Referring expression pointing data —
———
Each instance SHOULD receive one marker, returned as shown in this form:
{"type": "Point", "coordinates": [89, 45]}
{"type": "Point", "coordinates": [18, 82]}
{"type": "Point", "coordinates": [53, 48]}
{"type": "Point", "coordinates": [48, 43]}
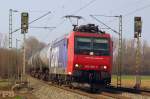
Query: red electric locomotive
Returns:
{"type": "Point", "coordinates": [90, 55]}
{"type": "Point", "coordinates": [83, 56]}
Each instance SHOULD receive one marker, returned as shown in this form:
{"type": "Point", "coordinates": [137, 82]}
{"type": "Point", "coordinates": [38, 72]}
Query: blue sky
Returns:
{"type": "Point", "coordinates": [60, 8]}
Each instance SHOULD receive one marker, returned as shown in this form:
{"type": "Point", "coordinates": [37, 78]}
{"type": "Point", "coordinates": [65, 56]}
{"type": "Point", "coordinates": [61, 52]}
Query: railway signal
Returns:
{"type": "Point", "coordinates": [24, 22]}
{"type": "Point", "coordinates": [137, 35]}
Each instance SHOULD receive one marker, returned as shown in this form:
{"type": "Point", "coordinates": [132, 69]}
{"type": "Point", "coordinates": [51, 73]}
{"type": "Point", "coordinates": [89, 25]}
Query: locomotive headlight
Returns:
{"type": "Point", "coordinates": [76, 65]}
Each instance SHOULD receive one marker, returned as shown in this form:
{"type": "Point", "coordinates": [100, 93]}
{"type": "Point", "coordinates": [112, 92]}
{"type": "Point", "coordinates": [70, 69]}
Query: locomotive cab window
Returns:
{"type": "Point", "coordinates": [85, 45]}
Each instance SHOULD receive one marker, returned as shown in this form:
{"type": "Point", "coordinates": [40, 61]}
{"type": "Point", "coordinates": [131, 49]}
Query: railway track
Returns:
{"type": "Point", "coordinates": [106, 93]}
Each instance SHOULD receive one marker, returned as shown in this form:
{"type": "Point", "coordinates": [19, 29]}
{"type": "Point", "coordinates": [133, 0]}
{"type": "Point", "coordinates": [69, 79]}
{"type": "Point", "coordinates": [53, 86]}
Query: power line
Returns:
———
Assignment — Skipping the pictures, output the entries exactly as they appear above.

Exercise output —
Each instance SHOULD receive one marker, returned as shown in this form:
{"type": "Point", "coordinates": [89, 45]}
{"type": "Point", "coordinates": [18, 82]}
{"type": "Point", "coordinates": [53, 48]}
{"type": "Point", "coordinates": [48, 43]}
Query: red electric locomotive
Returns:
{"type": "Point", "coordinates": [90, 55]}
{"type": "Point", "coordinates": [83, 56]}
Each instance SHOULD receive one marker, returned as shown in this form:
{"type": "Point", "coordinates": [137, 82]}
{"type": "Point", "coordinates": [38, 72]}
Query: blue sky
Returns:
{"type": "Point", "coordinates": [60, 8]}
Each instance SHOULD receive one marker, returned as shown in this form:
{"type": "Point", "coordinates": [37, 78]}
{"type": "Point", "coordinates": [65, 56]}
{"type": "Point", "coordinates": [61, 52]}
Query: railway signal
Returns:
{"type": "Point", "coordinates": [24, 22]}
{"type": "Point", "coordinates": [137, 35]}
Each instance SHOULD receive one marker, returned as shown in this form:
{"type": "Point", "coordinates": [132, 69]}
{"type": "Point", "coordinates": [51, 73]}
{"type": "Point", "coordinates": [89, 25]}
Query: locomotive headlight
Returns:
{"type": "Point", "coordinates": [76, 65]}
Each instance SHOULD receive one marker, returned as shown in this form:
{"type": "Point", "coordinates": [100, 93]}
{"type": "Point", "coordinates": [112, 92]}
{"type": "Point", "coordinates": [70, 69]}
Query: locomotive cab window
Returns:
{"type": "Point", "coordinates": [85, 45]}
Each instance SHOULD receive one marker, returned as shown in this form:
{"type": "Point", "coordinates": [40, 61]}
{"type": "Point", "coordinates": [131, 49]}
Query: railway track
Returns:
{"type": "Point", "coordinates": [106, 93]}
Each instance SHOULD receive one marker, returned as shown in this form:
{"type": "Point", "coordinates": [19, 29]}
{"type": "Point", "coordinates": [133, 0]}
{"type": "Point", "coordinates": [69, 79]}
{"type": "Point", "coordinates": [53, 86]}
Query: power line
Returns:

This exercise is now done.